» Prompt
Please report every line of the records below that contains the string "target", copying each such line in full. Case counts when matching.

» Stored data
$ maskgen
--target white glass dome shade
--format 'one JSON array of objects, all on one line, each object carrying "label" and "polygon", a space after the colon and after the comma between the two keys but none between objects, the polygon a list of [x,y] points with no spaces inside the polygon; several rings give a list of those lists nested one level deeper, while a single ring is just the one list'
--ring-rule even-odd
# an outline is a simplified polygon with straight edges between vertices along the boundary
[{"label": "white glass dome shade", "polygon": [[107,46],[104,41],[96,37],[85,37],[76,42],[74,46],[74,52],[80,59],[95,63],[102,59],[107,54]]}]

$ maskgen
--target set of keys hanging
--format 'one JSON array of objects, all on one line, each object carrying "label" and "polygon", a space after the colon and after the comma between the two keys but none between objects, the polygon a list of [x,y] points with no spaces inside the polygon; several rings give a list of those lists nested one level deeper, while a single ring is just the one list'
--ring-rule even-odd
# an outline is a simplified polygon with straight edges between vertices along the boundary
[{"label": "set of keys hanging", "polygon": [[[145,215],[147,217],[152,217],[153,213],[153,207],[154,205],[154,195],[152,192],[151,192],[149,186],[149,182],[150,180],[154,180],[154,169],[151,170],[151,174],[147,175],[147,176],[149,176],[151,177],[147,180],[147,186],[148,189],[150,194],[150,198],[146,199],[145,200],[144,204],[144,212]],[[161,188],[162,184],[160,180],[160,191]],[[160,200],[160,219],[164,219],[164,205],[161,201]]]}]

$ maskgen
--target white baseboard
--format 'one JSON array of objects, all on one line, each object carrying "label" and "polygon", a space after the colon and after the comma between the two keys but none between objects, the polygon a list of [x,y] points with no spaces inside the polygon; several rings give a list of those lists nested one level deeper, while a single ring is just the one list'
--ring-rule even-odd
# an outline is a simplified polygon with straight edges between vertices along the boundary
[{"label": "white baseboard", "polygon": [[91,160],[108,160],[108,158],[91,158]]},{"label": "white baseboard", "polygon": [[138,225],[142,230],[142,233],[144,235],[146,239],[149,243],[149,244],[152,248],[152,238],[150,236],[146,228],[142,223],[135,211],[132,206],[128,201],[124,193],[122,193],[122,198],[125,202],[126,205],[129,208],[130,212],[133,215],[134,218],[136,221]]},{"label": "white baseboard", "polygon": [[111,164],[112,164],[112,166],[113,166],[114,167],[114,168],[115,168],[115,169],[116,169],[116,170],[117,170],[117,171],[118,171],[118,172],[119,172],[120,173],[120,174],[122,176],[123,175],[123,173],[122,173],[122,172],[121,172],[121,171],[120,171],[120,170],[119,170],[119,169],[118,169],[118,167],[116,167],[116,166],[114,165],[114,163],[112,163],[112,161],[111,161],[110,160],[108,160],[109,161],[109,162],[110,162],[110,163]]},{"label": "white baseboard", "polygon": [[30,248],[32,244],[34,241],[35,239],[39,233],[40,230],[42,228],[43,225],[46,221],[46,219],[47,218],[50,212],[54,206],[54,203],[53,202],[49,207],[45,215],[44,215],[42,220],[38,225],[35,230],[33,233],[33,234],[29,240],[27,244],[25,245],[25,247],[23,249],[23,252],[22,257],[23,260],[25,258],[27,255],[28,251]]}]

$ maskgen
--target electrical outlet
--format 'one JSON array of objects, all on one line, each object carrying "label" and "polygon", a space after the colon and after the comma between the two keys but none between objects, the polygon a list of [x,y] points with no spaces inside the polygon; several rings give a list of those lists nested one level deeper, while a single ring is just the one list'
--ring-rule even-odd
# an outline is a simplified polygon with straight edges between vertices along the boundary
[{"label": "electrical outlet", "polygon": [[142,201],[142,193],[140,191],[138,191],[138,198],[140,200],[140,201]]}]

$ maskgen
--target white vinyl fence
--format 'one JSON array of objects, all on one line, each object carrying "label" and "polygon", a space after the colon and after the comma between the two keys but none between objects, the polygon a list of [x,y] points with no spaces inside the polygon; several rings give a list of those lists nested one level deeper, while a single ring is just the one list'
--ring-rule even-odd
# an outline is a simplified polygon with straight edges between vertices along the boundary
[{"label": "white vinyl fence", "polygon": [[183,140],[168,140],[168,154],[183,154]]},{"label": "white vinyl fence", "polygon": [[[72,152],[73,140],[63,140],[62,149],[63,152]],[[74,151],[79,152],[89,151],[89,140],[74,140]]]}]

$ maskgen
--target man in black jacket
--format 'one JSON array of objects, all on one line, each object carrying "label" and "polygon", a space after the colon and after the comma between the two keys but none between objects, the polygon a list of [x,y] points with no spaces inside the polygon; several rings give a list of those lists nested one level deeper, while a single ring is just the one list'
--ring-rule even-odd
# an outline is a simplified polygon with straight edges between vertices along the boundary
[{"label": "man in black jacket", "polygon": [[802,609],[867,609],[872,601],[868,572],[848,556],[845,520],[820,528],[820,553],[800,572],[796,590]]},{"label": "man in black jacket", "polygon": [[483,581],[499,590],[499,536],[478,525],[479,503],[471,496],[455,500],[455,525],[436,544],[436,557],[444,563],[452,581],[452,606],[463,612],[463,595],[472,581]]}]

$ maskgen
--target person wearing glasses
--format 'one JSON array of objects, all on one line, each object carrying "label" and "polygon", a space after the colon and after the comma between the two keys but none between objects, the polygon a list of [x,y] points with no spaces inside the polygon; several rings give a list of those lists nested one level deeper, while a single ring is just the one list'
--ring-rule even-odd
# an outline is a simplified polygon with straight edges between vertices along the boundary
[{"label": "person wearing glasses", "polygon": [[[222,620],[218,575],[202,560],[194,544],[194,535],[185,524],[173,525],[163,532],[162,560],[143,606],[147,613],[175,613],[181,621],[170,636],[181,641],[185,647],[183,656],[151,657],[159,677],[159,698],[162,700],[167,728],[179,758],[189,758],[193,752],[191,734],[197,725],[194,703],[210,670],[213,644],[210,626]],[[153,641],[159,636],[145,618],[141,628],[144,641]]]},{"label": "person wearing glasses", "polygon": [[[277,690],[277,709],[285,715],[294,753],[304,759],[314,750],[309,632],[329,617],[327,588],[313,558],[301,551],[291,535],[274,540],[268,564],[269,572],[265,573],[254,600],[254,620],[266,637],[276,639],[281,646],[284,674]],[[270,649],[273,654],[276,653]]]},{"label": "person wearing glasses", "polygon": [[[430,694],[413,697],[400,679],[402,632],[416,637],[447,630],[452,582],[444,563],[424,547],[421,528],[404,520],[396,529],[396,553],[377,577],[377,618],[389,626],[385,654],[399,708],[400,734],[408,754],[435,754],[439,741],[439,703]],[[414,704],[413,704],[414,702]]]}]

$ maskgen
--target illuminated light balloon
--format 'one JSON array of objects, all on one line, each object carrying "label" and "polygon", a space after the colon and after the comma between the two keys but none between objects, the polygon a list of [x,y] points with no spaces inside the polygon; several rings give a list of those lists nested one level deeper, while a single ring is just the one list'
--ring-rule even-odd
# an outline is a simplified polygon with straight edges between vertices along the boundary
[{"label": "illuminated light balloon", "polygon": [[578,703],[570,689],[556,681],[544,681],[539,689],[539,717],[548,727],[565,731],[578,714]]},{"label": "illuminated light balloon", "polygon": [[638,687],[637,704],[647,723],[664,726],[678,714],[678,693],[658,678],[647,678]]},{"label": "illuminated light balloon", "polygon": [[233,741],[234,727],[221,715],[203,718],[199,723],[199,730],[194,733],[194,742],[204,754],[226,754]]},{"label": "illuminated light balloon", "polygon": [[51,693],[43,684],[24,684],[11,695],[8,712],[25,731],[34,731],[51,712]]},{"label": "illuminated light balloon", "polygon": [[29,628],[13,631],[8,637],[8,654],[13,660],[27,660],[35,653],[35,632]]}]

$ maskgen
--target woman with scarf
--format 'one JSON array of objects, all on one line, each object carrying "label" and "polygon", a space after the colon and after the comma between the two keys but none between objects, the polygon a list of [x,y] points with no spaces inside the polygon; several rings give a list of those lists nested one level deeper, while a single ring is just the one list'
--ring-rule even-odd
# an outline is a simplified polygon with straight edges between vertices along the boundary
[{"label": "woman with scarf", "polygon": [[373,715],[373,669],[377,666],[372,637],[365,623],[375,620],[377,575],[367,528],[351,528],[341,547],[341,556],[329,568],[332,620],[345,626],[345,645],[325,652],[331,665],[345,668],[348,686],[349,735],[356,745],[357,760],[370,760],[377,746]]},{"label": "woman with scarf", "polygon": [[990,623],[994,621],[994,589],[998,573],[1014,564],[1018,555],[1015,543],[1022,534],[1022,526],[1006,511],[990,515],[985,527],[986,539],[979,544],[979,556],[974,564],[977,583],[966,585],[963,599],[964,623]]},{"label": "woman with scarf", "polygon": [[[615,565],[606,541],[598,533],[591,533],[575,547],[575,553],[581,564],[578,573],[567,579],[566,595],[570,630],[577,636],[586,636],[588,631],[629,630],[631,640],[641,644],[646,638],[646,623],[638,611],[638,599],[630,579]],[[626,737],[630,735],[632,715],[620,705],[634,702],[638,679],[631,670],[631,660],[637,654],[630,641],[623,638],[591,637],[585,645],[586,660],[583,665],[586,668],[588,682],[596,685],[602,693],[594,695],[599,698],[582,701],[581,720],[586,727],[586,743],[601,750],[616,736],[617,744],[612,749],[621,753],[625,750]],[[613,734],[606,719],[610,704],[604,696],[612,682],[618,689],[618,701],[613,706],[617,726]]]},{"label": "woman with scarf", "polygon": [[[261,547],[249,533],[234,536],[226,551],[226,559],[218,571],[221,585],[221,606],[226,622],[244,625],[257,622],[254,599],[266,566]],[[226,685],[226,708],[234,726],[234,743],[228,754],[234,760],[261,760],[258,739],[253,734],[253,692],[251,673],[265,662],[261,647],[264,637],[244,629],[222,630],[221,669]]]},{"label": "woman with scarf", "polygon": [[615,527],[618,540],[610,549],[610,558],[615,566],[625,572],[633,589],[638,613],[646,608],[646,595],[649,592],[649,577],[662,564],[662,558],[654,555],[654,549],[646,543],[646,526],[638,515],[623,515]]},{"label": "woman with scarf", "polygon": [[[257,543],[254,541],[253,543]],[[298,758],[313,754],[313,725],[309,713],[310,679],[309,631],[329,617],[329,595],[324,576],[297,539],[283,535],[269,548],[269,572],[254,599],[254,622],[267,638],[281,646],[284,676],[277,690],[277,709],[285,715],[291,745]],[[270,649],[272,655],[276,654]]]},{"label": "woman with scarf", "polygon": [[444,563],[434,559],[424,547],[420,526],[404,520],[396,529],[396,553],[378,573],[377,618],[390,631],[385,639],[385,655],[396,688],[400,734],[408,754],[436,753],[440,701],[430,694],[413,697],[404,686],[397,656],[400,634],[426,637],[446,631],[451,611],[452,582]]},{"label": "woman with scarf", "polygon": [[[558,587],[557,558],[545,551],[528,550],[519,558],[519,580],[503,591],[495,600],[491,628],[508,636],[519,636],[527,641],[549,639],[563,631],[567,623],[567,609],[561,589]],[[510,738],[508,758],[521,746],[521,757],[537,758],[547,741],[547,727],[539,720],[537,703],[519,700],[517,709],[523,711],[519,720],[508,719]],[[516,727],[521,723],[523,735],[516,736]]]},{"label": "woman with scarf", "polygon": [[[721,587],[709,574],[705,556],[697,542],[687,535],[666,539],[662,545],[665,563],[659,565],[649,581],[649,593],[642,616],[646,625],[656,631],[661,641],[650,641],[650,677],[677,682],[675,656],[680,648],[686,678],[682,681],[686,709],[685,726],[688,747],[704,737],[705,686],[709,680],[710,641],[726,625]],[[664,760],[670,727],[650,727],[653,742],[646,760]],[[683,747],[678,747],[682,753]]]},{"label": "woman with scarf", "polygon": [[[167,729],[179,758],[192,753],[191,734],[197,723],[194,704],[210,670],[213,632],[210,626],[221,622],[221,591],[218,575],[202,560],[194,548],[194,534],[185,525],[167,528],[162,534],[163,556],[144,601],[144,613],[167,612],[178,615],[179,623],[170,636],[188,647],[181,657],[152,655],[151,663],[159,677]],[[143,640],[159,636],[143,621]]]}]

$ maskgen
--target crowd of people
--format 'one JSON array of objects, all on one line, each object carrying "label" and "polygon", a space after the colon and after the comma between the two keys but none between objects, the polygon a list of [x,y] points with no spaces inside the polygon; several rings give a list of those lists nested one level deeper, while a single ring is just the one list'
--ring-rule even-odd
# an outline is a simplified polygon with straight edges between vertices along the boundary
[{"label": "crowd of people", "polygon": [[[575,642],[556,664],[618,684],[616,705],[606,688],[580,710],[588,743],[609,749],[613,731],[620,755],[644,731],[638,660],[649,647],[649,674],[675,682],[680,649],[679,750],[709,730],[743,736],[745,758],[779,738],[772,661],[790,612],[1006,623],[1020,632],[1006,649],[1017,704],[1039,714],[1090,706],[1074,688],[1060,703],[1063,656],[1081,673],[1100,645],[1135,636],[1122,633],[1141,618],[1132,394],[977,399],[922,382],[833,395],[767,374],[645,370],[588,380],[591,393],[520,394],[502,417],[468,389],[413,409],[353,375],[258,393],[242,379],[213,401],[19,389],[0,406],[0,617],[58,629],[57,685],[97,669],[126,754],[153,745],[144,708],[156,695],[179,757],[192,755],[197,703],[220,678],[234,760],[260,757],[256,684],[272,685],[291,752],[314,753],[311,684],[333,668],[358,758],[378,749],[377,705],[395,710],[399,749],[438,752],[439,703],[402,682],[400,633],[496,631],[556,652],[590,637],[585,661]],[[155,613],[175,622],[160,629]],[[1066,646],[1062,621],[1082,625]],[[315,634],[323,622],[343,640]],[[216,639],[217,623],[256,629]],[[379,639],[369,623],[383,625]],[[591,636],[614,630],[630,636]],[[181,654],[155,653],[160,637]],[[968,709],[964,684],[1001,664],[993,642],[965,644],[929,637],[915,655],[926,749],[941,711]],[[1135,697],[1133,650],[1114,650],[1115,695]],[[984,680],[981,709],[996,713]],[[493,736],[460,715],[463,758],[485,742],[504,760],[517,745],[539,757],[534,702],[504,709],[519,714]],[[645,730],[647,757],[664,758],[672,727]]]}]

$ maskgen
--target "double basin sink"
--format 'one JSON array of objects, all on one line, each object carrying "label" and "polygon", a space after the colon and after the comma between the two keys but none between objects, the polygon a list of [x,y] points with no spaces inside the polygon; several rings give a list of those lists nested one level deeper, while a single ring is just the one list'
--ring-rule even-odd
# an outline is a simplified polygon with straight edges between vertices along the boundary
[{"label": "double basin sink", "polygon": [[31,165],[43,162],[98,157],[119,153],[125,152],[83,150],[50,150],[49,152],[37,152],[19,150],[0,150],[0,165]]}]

» The result
--target white glass dome shade
--target set of keys hanging
--target white baseboard
--target electrical outlet
--target white vinyl fence
--target man in black jacket
--target person wearing glasses
--target illuminated light balloon
--target woman with scarf
--target crowd of people
--target "double basin sink"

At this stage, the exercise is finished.